* GIVEN REQUEST
Report how many lines in the records below contain the string "horse", with case taken into account. Give only the number.

* SUPPLIED INFORMATION
%%

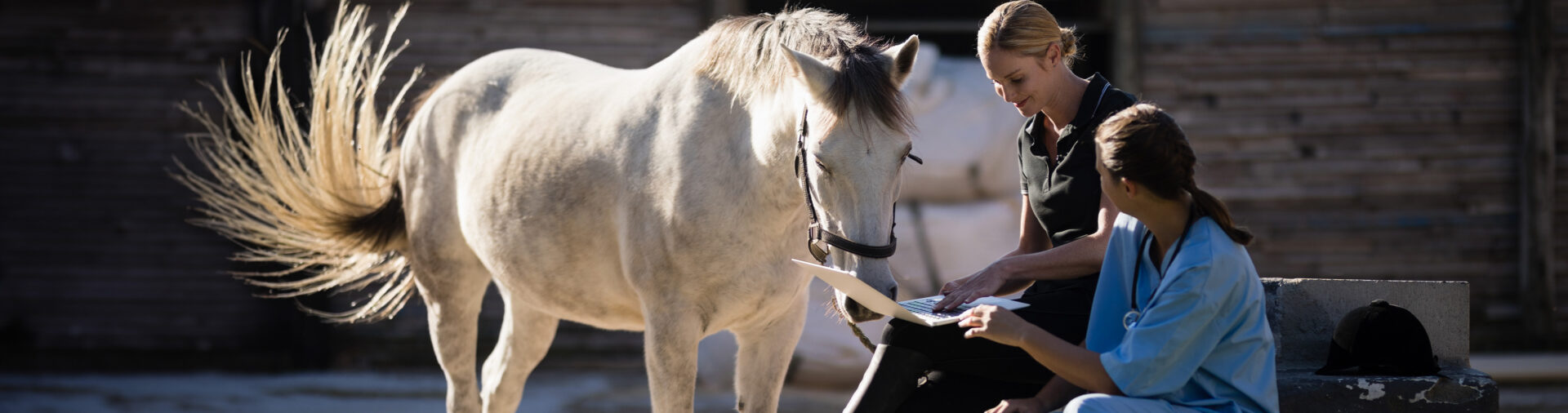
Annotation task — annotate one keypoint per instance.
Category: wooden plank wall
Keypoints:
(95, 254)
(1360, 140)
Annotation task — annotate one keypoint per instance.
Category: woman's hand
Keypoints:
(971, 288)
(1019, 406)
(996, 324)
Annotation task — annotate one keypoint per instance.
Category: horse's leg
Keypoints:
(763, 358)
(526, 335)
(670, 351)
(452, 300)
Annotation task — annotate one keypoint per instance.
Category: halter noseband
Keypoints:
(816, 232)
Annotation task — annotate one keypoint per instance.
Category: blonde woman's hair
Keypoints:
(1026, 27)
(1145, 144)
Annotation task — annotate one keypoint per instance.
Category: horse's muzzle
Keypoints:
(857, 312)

%%
%%

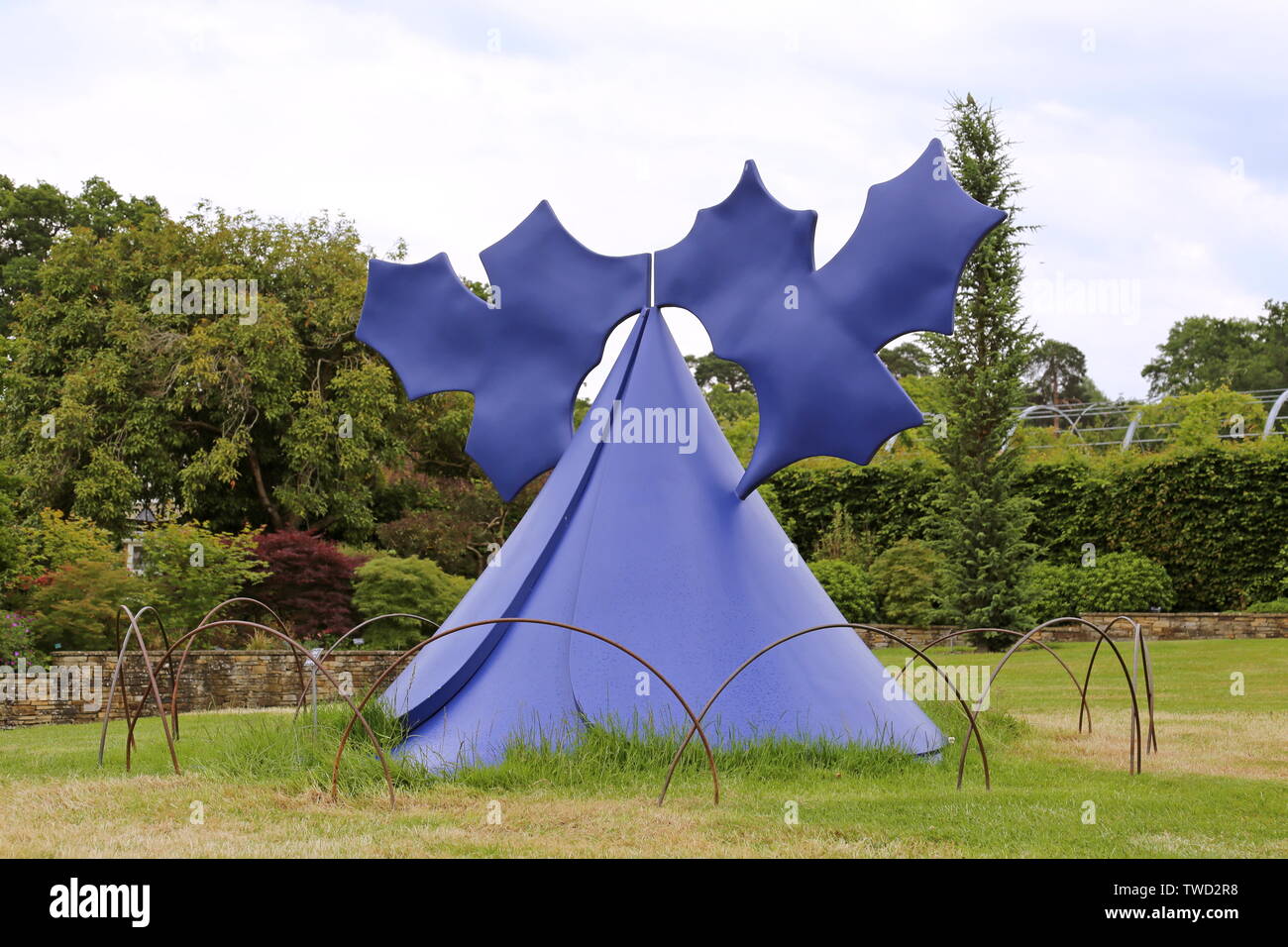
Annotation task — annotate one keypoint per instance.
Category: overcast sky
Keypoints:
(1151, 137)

%%

* RESPONSE TO THE EXERCISE
2